* Problem description: Pull out every line in the listing below that contains the word "green". Case counts.

* Data section:
◆ ◆ ◆ ◆
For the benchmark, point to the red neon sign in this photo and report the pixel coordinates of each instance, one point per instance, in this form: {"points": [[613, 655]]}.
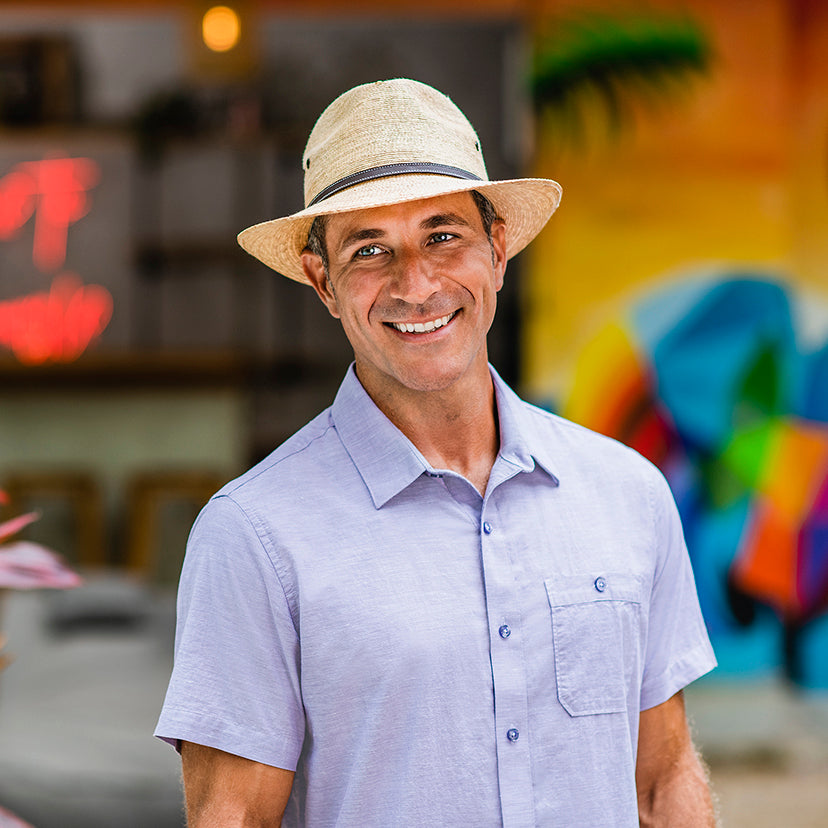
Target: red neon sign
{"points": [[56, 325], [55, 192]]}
◆ ◆ ◆ ◆
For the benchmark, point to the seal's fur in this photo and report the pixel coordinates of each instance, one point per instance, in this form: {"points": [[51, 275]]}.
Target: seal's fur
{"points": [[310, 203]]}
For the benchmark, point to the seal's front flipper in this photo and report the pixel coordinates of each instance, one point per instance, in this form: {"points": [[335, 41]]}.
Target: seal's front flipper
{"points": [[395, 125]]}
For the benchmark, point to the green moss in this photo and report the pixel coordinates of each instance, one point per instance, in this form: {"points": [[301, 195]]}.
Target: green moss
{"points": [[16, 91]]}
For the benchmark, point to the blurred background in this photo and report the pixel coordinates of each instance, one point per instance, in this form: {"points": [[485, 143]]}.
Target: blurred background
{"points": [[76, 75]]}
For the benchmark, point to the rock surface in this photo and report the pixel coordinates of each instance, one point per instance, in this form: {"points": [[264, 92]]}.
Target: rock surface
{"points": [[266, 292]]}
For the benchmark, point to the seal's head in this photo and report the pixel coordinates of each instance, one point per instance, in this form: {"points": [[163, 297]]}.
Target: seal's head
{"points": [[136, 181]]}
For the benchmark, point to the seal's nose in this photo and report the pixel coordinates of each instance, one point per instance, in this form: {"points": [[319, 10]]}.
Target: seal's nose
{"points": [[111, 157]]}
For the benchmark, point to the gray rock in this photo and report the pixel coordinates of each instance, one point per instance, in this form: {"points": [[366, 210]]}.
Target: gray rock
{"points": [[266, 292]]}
◆ ◆ ◆ ◆
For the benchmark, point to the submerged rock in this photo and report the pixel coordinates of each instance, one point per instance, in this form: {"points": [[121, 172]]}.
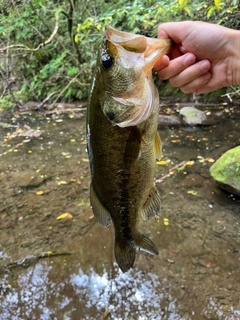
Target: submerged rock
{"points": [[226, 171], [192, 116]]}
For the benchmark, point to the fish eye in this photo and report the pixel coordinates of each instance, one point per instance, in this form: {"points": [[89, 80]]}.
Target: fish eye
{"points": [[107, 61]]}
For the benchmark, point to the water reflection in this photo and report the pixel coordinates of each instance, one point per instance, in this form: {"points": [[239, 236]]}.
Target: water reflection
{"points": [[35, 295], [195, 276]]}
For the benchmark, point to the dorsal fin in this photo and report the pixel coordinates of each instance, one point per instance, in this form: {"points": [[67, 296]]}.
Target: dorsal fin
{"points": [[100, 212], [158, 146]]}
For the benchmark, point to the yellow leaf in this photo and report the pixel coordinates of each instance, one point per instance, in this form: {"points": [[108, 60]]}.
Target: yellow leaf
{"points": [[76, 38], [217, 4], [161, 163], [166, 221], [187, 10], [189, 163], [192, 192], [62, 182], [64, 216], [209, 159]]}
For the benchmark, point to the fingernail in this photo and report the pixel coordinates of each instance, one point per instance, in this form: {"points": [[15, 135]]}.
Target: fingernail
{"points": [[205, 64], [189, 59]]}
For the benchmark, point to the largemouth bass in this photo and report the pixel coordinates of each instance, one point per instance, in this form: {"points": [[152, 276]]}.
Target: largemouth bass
◆ ◆ ◆ ◆
* Solution for this task:
For the benchmark, point to the green moss in this photo and report the pixel coordinates of each instance, one point per instance, in this form: {"points": [[301, 195]]}.
Target: green moss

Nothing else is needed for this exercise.